DESCRIPTION OF THE TASK: Turn the records below into a JSON list of strings, with one string per line and blank lines skipped. Leave the pictures out.

RECORDS SUPPLIED:

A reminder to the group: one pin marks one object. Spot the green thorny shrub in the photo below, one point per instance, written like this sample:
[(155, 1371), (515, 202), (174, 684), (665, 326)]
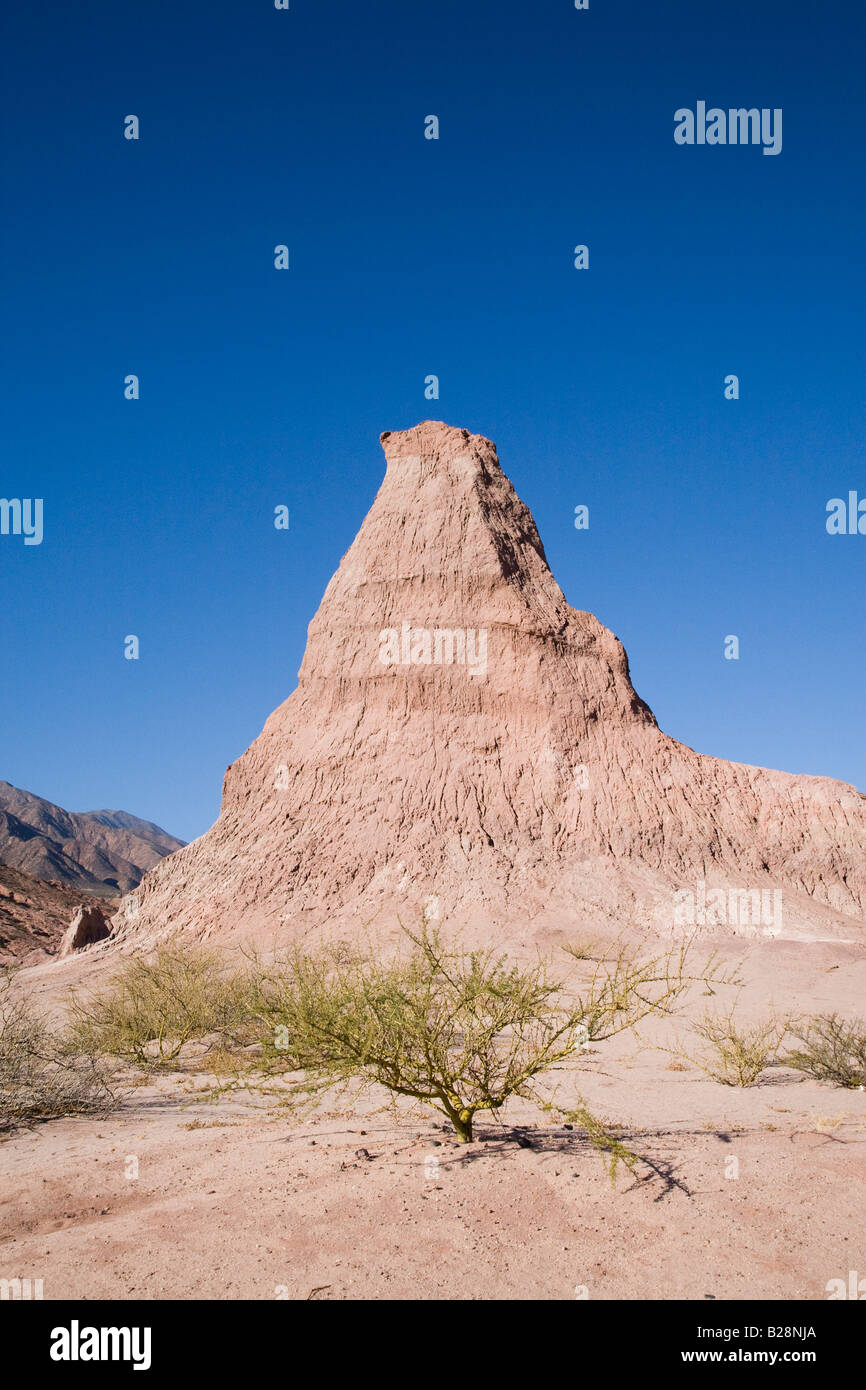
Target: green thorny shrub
[(42, 1076), (462, 1032), (736, 1055), (833, 1050), (153, 1007)]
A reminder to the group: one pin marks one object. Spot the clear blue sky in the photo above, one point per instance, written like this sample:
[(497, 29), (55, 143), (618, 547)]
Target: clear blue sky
[(410, 256)]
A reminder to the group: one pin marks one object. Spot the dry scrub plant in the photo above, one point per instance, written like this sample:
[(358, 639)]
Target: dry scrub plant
[(833, 1050), (41, 1076), (737, 1055), (153, 1007), (458, 1030)]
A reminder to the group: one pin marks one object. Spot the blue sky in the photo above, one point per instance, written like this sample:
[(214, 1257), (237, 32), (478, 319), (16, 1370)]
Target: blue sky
[(409, 257)]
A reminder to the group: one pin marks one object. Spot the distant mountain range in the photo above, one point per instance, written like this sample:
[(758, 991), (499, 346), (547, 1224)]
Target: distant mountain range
[(99, 854)]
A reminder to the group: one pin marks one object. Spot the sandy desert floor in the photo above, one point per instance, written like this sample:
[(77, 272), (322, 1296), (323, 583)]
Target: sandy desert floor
[(237, 1200)]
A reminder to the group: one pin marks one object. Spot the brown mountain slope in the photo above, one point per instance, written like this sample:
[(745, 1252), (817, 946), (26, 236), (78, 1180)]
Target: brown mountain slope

RESULT OF THE EXERCISE:
[
  "A reminder to the group: one pin marks one object. Spot the green thorny shrub in the photo below, one point per instance, written like this sample:",
  "[(155, 1371), (515, 202), (174, 684), (665, 326)]",
  "Target: green thorny shrub",
  "[(42, 1076), (462, 1032), (736, 1055), (833, 1050), (153, 1007)]",
  "A reminder to the group: one pin marks one object. Spot the clear blue sky in the photo above, one point per instance, written like this sample:",
  "[(497, 29), (55, 143), (618, 547)]",
  "Target: clear blue sky",
  "[(410, 256)]",
  "A reminder to the group: one pin marks one object. Spot the dry scrub plant in the photo above, one point per instance, written like this sample:",
  "[(358, 639)]",
  "Target: dry scrub plant",
  "[(833, 1050), (41, 1076), (737, 1055), (153, 1007), (458, 1030)]",
  "A reminder to the group: one pin marks one object. Spot the blue sky in the photo above, one point per instance, written like this sample:",
  "[(214, 1257), (237, 32), (478, 319), (16, 1370)]",
  "Target: blue sky",
  "[(409, 257)]",
  "A reminder to the group: one pin marks one object. Spot the distant mountain range in the photo above, one point per instance, written like this sample:",
  "[(758, 991), (499, 346), (547, 1224)]",
  "Target: distant mountain range",
  "[(99, 854)]",
  "A reminder to the group: one pin marks one object. Spot the sandy desert floor in the photo above, one point per instance, written like this sample:",
  "[(77, 272), (322, 1296), (323, 583)]",
  "Target: sandy desert floor",
  "[(237, 1200)]",
  "A reminder to the group: one pin marks one object. Spot the brown mountain slope in the photo above, one point per instance, written like this sample:",
  "[(745, 1252), (817, 946), (26, 236), (78, 1180)]",
  "Target: brown mountain slope"
]